*EXCERPT:*
Groark v. Miller

Greenblott, J.

Plaintiff Carol Groark, an employee of the New York State Department of Transportation, left her employment at Building 5 in the State Campus at Albany at approximately 4:10 p.m. on August 3, 1973, the normal end of her day’s work. She walked to the parking lot, entered her automobile and exited from the lot into the circular road which surrounds the State Campus complex of office buildings. About five minutes later, at about one mile from her place of employment, while her vehicle was between Buildings 18 and 21, her car was struck in the rear by a car driven by defendant, inflicting personal injuries upon plaintiff. After the accident, plaintiff learned that defendant was also an employee of the Department of Transportation.

Plaintiff and her husband commenced this action to recover damages for her personal injuries. Plaintiff’s husband seeks to recover for the loss of his wife’s services and medical ex*541penses. Defendant interposed the defense that plaintiffs’ exclusive remedy is under the Workmen’s Compensation Law. Plaintiffs’ motion to dismiss this defense for insufficiency in law was denied by Special Term, which held that a question of fact exists as to the precincts of plaintiff’s employment.

It is undisputed that the circular roadway on which the accident occurred was built and maintained by the State as part of the State Campus complex and provides access to the public streets, Washington and Western Avenues, between which the State Campus is located, as well as the State arterial known as Route 85, and the Thruway and North way.

Defendant bases its affirmative defense that the plaintiffs’ sole remedy is under the Workmen’s Compensation Law on the fact that the motor vehicle accident was between coemployees, within the precincts of their employment. We disagree. In our view, the accident did not arise out of and in the course of plaintiff’s employment. Plaintiff Carol Groark’s work day had terminated when she left her office, walked to the parking lot and drove her car away. She was an inside employee, engaged in no errands for her employer, and on her way home. The roadway where the accident occurred cannot be considered within the premises of the employment. Decisions extending workmen’s compensation coverage to the employer’s parking areas cannot be extended to the case at bar. The accident did not take place in the parking lot but on a public roadway. The record contains a bulletin from the New York State Department of Transportation which states, without refutation by the defendant, the circular roads are "certified public highways” subject to the jurisdiction of the Traffic Court of the City of Albany. Since the State employees used the roads within the State Campus in common with the general public, it does not matter that the highway was part of the office building complex owned by the State. A case closely paralleling the facts herein is Matter of Williams v Seaboard World Airlines (33 AD2d 714) where an employee died in an accident after he left his employer’s parking lot and was traveling on an exit road owned by the airport from which the employer leased its building and parking lot. We affirmed the finding of the Workmen’s Compensation Board that the employment had terminated. Since, in the present case, no further facts could be developed which would support, as a matter of law, a conclusion that the parties were in the course of their employment at the time of the accident, we *542hold that the defense that plaintiffs’ remedy is exclusively under the Workmen’s Compensation Law is insufficient as a matter of law.

*GIVEN INFORMATION:*
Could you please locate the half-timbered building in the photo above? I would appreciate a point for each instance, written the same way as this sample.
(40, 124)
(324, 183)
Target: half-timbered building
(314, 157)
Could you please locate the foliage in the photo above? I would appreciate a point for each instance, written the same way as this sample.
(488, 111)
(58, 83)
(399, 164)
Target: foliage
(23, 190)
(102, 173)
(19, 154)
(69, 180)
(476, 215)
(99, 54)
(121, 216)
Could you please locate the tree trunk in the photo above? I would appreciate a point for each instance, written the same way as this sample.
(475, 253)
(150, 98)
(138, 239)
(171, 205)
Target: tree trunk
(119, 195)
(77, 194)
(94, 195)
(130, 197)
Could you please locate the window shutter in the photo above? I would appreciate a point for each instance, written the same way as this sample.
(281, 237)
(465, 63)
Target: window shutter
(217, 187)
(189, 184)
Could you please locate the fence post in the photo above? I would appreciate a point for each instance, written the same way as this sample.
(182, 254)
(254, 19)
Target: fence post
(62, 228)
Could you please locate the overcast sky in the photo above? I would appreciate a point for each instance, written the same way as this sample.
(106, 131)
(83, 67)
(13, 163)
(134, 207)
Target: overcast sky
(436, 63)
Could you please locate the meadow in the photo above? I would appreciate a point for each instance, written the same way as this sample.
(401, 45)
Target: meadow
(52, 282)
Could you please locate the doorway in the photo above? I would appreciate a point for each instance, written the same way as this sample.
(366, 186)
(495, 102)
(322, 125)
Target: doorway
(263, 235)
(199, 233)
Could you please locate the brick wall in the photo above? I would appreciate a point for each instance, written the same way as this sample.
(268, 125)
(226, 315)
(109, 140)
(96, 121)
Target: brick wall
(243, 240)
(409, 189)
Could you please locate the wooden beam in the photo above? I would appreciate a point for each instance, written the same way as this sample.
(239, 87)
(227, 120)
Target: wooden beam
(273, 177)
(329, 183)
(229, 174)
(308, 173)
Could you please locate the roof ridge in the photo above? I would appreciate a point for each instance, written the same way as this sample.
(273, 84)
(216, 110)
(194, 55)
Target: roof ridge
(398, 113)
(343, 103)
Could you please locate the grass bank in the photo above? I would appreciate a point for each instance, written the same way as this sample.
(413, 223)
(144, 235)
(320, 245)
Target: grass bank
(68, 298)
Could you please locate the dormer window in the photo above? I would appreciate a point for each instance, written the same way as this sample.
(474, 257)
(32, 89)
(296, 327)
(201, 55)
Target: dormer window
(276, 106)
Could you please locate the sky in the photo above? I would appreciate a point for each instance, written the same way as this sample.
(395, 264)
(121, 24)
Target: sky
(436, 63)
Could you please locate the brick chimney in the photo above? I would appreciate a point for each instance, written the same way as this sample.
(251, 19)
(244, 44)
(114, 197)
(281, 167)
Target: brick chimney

*EXERCISE OBJECTIVE:* Retype, word for word, the part of the Groark v. Miller opinion starting at "It is undisputed" and ending at "and North way.".

*EXERCISE OUTPUT:*
It is undisputed that the circular roadway on which the accident occurred was built and maintained by the State as part of the State Campus complex and provides access to the public streets, Washington and Western Avenues, between which the State Campus is located, as well as the State arterial known as Route 85, and the Thruway and North way.